[Work instructions]:
a - From the health habits article, list the claims on the front of food packaging that it says do not mean a product is actually healthy.
b - Print the part of the health habits article from "If you have" to "water bottle below.".

With obesity, cardiovascular disease, diabetes, and the risk of contracting an infectious virus on the rise, It’s more important than ever to focus on maintaining good health. It’s no secret that adopting healthy habits can drastically reduce your risk of developing a chronic illness and help you to maintain a healthy weight.
Not sure where should you begin? In this article, I’ll get you started with 10 healthy habits that you can implement in your life RIGHT NOW, in 2022, to help improve your health.
Let’s dive right in.
1. Drink More Water
Let’s be honest. Many of us don’t drink enough water. If you are one of those people, this is probably the easiest and most important healthy habit to implement into your lifestyle.
Water is primarily important because it plays a key role in so many functions and mechanisms within the body. Aside from that fact, replacing sugary drinks with water can help you to maintain a healthy weight.
To put this in perspective, let’s look at Coca-Cola which contains around 25-30 grams of added sugar per 8 oz serving. That’s equivalent to 5-8 teaspoons of sugar in just one drink! By replacing one serving of this sugary beverage with water, you could save yourself anywhere from 80-130 calories per day.
As a general rule, you should consume approximately 11-15 cups or 3-4 liters of water per day. Eighty percent of that should come from what we drink, and the remaining twenty percent comes from food.
That being said, many other factors, such as gender, activity level, and health status also play a role in how much you should drink. To ensure proper hydration, make sure you are urinating regularly and producing sufficient amounts. You can also observe the color of your urine to ensure it’s not too dark.
Be mindful that certain supplements and other conditions can cause dark-colored urine.
If you have trouble drinking enough water, try carbonated water, infusing your water with fruit, or purchasing a motivational water bottle. I’ve linked my favorite motivational water bottle below.
2. Read Food Nutrition Labels
It’s so important to know that just because food is packaged in green packaging and says “organic”, “sugar-free”, or “all-natural”, doesn’t mean the product is actually healthy. Many of the claims made on the front of packaging are not regulated by the Food and Drug Administration (FDA).
The sad truth is that many manufacturers use unregulated claims as marketing schemes to influence you to buy their products.
Making a habit of reading the nutrition label on the back of packaged foods will help you make better-informed food choices. Here are some beginner tips that can help you decipher food labels:
Check the serving sizes:
Now, I hate to be the bearer of bad news, but one serving of your favorite dry cereal is usually only one cup. I’m almost positive that only psychopaths eat cereal one cup at a time, but I digress.
You may be asking why this matters. Well, if one serving of your favorite cereal is only one cup, then filling up your bowl with cereal that’s 130 calories per serving could mean extra calories that you didn’t plan for if you’re not careful.
This is true for, all packaged foods, even those that seem to be packaged for one person. Take Ramen Noodles, for example, one package contains two servings. However, many of us eat a whole package in one sitting, therefore consuming twice the calories listed on the nutrition label.

[Information provided]:
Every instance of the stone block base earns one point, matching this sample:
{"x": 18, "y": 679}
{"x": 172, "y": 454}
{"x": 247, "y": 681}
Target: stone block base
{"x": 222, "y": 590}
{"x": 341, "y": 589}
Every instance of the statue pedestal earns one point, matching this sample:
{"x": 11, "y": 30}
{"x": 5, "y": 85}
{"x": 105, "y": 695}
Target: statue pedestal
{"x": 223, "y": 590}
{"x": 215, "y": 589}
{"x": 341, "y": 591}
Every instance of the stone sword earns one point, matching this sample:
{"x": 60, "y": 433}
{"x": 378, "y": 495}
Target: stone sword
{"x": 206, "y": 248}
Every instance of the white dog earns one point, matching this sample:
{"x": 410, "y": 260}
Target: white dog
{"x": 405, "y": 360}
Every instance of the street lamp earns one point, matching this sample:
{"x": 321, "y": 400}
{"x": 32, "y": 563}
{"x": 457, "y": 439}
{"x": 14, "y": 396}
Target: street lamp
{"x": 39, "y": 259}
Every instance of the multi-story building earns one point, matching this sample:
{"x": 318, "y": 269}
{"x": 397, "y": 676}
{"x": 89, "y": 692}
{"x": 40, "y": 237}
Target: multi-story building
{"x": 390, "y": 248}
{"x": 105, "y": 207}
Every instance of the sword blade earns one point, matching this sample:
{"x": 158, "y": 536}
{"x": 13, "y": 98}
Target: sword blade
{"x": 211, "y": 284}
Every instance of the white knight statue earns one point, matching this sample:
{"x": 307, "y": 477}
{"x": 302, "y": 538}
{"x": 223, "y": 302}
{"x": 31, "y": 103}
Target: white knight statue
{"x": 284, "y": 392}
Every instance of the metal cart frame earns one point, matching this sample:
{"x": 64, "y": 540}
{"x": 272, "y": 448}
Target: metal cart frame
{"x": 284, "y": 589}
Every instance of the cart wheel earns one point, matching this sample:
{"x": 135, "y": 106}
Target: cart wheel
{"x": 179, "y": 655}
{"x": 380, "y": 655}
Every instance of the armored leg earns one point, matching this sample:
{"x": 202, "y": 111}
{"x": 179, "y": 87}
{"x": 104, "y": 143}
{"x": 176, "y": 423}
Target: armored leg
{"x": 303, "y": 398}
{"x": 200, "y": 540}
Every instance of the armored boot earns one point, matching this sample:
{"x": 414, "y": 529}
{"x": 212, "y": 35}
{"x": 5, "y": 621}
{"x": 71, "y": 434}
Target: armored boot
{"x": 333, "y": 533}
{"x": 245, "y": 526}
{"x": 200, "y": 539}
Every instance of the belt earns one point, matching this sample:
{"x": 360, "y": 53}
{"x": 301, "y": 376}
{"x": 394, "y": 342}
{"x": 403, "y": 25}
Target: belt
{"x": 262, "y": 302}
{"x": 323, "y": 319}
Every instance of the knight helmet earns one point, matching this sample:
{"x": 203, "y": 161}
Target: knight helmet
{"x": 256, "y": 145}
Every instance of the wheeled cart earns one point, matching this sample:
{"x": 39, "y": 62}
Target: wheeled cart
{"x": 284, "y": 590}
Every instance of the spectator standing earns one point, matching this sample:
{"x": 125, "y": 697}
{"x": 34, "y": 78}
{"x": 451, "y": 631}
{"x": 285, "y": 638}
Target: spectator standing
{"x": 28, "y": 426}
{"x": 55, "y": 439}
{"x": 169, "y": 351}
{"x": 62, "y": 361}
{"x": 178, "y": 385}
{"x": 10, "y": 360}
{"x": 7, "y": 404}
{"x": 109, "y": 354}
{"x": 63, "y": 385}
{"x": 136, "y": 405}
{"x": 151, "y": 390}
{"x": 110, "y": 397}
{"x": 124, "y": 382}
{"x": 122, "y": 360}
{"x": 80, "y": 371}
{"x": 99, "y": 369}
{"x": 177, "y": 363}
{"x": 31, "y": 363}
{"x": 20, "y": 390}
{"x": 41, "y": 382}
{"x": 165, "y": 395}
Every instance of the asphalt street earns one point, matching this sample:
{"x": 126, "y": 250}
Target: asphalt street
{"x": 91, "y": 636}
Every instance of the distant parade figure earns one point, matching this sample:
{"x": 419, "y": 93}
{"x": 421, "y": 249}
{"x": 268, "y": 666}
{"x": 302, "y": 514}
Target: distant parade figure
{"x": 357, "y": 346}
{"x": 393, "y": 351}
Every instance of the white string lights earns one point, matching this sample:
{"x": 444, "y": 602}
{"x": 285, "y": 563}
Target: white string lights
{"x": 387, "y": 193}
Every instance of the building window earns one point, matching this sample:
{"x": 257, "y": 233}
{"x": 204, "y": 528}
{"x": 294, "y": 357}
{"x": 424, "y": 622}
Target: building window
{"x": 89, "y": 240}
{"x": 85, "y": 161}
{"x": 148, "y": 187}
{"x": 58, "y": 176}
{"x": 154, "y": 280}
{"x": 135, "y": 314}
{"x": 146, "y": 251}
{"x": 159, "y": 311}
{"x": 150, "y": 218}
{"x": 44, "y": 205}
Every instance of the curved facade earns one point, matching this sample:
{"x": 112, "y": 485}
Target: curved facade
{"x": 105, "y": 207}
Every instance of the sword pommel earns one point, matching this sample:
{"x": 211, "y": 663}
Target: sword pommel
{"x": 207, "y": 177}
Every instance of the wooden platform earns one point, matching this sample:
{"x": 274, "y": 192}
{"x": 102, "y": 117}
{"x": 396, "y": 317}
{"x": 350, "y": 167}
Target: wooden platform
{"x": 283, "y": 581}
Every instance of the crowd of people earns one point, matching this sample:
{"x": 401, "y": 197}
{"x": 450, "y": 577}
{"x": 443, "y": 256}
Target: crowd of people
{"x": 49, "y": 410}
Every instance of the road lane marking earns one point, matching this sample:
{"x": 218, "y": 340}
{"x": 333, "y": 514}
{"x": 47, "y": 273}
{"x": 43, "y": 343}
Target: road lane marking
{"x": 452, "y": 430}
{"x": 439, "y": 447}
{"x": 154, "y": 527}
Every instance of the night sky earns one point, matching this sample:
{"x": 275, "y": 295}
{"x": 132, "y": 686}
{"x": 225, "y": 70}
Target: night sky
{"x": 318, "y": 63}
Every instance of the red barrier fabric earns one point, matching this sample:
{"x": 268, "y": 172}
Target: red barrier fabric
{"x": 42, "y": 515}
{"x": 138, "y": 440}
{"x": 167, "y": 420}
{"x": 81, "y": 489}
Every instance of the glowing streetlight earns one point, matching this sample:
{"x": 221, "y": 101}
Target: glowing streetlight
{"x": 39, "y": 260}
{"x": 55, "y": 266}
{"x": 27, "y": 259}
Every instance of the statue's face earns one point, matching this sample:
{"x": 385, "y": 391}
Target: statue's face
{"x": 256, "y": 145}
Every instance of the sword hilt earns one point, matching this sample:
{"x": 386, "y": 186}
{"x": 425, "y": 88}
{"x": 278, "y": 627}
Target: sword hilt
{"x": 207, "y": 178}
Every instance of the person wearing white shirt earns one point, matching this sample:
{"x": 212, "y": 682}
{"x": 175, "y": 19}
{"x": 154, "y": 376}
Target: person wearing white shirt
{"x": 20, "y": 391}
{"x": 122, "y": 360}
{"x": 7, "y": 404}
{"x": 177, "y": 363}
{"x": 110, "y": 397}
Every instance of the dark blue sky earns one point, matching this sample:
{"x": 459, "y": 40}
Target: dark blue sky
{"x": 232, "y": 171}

[Written responses]:
a - "organic", "sugar-free", "all-natural"

b -
If you have trouble drinking enough water, try carbonated water, infusing your water with fruit, or purchasing a motivational water bottle. I’ve linked my favorite motivational water bottle below.